▸ TEKS DOKUMEN:
---
Jumlah penduduk merupakan variabel yang mencerminkan kebutuhan akan penyediaan layanan publik di setiap Daerah.

 

 

Luas wilayah merupakan variabel yang mencerminkan kebutuhan atas penyediaan sarana dan prasarana per satuan wilayah.

 

 

Indeks Kemahalan Konstruksi merupakan cerminan tingkat kesulitan geografis yang dinilai berdasarkan tingkat kemahalan harga prasarana fisik secara relatif antar-Daerah.

Produk Domestik Regional Bruto merupakan cerminan potensi dan aktivitas perekonomian suatu Daerah yang dihitung berdasarkan total seluruh output produksi kotor dalam suatu wilayah.

 

 

Indeks Pembangunan Manusia merupakan variabel yang mencerminkan tingkat pencapaian kesejahteraan penduduk atas layanan dasar di bidang pendidikan dan kesehatan.

 

 

Kebutuhan pendanaan suatu Daerah dihitung dengan pendekatan total pengeluaran rata-rata nasional.

 

Ayat (3)

 

 

Cukup jelas.

Pasal 29

 

Cukup jelas.

Pasal 30

 

Cukup jelas.

Pasal 31

 

Cukup jelas.
---
▸ DATA YANG DISEDIAKAN:
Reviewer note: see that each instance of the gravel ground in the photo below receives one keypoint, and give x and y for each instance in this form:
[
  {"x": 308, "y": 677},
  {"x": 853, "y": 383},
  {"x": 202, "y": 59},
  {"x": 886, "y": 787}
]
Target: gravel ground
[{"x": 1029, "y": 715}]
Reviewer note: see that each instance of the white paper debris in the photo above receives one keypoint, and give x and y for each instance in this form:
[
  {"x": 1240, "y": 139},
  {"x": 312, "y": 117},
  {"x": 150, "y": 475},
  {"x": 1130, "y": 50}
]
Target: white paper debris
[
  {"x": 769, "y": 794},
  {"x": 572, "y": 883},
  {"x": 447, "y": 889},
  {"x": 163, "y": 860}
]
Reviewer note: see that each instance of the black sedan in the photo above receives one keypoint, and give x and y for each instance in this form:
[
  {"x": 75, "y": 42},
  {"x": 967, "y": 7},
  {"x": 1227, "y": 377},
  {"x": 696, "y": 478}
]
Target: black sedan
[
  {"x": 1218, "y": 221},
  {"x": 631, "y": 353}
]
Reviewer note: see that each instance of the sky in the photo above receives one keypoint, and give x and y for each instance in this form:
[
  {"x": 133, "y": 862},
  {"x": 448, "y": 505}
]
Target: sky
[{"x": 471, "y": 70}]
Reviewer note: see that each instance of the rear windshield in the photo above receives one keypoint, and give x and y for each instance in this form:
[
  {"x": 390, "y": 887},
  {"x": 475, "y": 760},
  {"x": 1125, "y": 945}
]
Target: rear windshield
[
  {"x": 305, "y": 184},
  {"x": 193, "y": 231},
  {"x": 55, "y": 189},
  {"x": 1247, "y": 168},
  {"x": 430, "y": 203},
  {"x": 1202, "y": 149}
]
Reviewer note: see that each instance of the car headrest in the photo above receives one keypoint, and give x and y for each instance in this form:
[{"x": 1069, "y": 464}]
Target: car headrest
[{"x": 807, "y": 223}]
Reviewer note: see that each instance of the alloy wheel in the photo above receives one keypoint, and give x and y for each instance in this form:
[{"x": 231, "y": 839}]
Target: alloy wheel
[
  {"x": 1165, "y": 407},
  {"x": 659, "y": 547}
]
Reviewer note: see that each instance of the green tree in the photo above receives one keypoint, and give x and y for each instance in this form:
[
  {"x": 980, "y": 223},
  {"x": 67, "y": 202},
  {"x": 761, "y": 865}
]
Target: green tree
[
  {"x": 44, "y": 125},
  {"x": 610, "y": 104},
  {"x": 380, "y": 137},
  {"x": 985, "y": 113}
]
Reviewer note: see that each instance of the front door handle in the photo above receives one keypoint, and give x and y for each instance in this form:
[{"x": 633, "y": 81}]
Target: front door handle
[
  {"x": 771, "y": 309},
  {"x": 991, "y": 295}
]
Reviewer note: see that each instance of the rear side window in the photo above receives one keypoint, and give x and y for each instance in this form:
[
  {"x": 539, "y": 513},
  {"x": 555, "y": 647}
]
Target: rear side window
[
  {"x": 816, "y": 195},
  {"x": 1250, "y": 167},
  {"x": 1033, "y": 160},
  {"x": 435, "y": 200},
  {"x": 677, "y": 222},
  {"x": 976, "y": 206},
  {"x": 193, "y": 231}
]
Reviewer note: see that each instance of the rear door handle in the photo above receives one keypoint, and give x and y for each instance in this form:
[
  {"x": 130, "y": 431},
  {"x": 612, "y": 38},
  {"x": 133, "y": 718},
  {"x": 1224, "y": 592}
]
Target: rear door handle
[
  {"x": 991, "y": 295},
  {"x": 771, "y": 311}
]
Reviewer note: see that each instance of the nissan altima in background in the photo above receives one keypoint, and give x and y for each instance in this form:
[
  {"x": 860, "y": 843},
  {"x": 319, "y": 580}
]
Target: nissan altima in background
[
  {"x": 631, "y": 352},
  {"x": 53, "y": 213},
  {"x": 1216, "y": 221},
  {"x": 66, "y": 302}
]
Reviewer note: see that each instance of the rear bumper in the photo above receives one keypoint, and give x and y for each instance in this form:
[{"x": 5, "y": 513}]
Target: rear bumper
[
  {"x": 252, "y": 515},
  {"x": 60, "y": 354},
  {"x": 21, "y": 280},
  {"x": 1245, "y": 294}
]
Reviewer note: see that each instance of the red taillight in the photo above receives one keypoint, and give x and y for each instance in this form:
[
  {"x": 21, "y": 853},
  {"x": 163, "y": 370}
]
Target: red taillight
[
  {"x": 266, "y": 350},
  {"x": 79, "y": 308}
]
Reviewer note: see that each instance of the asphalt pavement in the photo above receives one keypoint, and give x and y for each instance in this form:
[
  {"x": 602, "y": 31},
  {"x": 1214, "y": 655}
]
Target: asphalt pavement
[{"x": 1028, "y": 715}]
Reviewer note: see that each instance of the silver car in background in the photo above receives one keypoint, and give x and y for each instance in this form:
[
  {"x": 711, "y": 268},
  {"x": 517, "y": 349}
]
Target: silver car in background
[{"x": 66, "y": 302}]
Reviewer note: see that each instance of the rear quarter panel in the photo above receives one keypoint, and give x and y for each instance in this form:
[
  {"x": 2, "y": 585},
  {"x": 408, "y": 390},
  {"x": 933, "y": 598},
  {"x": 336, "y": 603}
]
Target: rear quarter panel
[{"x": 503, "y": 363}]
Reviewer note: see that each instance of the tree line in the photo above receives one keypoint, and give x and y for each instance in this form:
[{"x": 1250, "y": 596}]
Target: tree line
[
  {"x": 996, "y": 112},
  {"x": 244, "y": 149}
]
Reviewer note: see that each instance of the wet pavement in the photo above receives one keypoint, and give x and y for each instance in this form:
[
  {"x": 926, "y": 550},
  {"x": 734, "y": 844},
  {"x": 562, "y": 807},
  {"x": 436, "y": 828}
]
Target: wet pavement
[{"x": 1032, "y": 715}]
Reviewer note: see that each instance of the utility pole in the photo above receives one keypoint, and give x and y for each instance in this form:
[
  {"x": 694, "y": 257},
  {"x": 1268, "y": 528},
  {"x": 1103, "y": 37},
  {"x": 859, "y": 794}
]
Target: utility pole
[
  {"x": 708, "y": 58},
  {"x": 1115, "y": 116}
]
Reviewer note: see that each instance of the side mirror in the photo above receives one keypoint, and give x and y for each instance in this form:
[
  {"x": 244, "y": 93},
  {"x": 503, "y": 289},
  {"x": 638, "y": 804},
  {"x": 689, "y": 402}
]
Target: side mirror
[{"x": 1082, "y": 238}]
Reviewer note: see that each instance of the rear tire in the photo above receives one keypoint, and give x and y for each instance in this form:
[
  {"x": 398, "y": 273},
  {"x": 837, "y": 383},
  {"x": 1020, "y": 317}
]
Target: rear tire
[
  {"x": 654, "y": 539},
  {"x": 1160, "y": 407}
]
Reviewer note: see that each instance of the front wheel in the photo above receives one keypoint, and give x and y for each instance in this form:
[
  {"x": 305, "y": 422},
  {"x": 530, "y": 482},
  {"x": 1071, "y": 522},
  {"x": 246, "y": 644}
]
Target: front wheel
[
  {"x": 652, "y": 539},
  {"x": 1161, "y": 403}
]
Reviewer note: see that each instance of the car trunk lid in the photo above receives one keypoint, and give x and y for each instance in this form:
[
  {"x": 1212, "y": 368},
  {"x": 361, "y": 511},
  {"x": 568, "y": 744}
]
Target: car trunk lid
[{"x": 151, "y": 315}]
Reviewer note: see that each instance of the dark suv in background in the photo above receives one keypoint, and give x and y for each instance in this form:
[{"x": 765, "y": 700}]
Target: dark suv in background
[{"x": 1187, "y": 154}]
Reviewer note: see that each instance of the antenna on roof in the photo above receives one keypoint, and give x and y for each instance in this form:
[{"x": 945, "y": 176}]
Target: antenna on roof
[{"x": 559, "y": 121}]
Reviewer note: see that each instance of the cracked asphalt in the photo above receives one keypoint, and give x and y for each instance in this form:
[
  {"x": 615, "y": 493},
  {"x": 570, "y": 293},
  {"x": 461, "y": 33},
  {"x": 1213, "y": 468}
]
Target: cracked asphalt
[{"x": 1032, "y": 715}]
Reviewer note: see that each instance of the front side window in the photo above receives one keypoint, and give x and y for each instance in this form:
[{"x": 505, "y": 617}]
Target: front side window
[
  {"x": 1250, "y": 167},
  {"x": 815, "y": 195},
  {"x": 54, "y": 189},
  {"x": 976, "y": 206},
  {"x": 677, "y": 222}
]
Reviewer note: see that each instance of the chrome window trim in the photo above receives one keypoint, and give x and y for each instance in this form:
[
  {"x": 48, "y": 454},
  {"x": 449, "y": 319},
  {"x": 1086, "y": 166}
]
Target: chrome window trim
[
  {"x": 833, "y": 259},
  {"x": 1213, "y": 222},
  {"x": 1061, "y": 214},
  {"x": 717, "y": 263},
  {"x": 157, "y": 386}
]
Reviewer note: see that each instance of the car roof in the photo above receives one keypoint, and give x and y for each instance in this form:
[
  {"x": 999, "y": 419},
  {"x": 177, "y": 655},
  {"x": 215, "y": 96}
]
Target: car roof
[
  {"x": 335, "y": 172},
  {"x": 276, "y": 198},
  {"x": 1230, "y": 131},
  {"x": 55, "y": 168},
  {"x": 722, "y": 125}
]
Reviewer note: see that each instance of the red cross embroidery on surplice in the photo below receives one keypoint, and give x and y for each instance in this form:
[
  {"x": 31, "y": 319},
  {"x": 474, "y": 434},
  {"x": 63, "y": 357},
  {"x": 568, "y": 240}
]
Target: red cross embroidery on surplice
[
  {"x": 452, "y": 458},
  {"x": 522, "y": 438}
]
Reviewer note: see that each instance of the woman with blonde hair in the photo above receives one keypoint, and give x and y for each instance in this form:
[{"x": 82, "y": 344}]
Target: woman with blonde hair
---
▸ PETUNJUK TUGAS:
**a)** Susunlah baris-baris listing di atas sebagai tabel Markdown berkolom No dan Baris, mulai dari baris yang memuat "Reviewer note: see that each instance of the woman" hingga akhir listing, kedua ujungnya termasuk. Jangan masukkan baris kosong.
**b)** Teruskan teks dokumen tentang kebutuhan pendanaan Daerah di atas, mulai setelah kalimat terakhirnya.

▸ JAWABAN TIAP TUGAS:
**a)**
| No | Baris |
|---|---|
| 1 | Reviewer note: see that each instance of the woman with blonde hair in the photo above receives one keypoint, and give x and y for each instance in this form: |
| 2 | [{"x": 82, "y": 344}] |
| 3 | Target: woman with blonde hair |

**b)**
Pasal 32

 

Ayat (1)

 

 

Contoh perhitungan : Kebutuhan Fiskal sama dengan Kapasitas Fiskal

 

 

Kebutuhan Fiskal

=

Rp 100 miliar

 

 

Kapasitas Fiskal

=

Rp 100 miliar

 

 

Alokasi Dasar

=

Rp 50 miliar

 

 

Celah Fiskal

=

Kebutuhan Fiskal - Kapasitas Fiskal

 

 

 

=

Rp 100 miliar - Rp 100 miliar = 0

 

 

DAU

=

Alokasi Dasar

 

 

Total DAU = Rp 50 miliar

 

Ayat (2)

 

 

Dalam hal celah fiskal negatif maka jumlah DAU yang diterima Daerah adalah sebesar Alokasi Dasar setelah diperhitungkan dengan celah fiskalnya.

 

 

Contoh perhitungan:

 

 

Kebutuhan Fiskal

=

Rp 100 miliar

 

 

Kapasitas Fiskal

=

Rp 125 miliar

 

 

Alokasi Dasar

=

Rp 50 miliar

 

 

Celah Fiskal

=

Kebutuhan Fiskal - Kapasitas Fiskal

 

 

 

=

Rp 100 miliar - 125 miliar

 

 

 

=

Rp -25 miliar (negatif)

 

 

DAU

=

Alokasi Dasar + Celah Fiskal

 

 

Total DAU = Rp 50 miliar - Rp 25 miliar

 

 

 

=

 Rp 25 miliar

 

Ayat (3)

 

 

Contoh perhitungan : Celah Fiskal (negatif) melebihi Alokasi Dasar

 

 

Kebutuhan Fiskal

=

Rp 100 miliar

 

 

Kapasitas Fiskal

=

Rp 175 miliar

 

 

Alokasi Dasar

=

Rp 50 miliar

 

 

Celah Fiskal

=

Kebutuhan Fiskal - Kapasitas Fiskal

 

 

 

=

Rp 100 miliar - Rp 175 miliar

 

 

 

=

Rp -75 miliar (negatif)

 

 

DAU

=

Celah Fiskal + Alokasi Dasar

 

 

Total DAU = Rp -75 miliar + Rp 50 miliar

 

 

 

=

Rp -25 miliar atau disesuaikan menjadi Rp0 (nol)

Pasal 33

 

Cukup jelas.

Pasal 34

 

Cukup jelas.

Pasal 35

 

Cukup jelas.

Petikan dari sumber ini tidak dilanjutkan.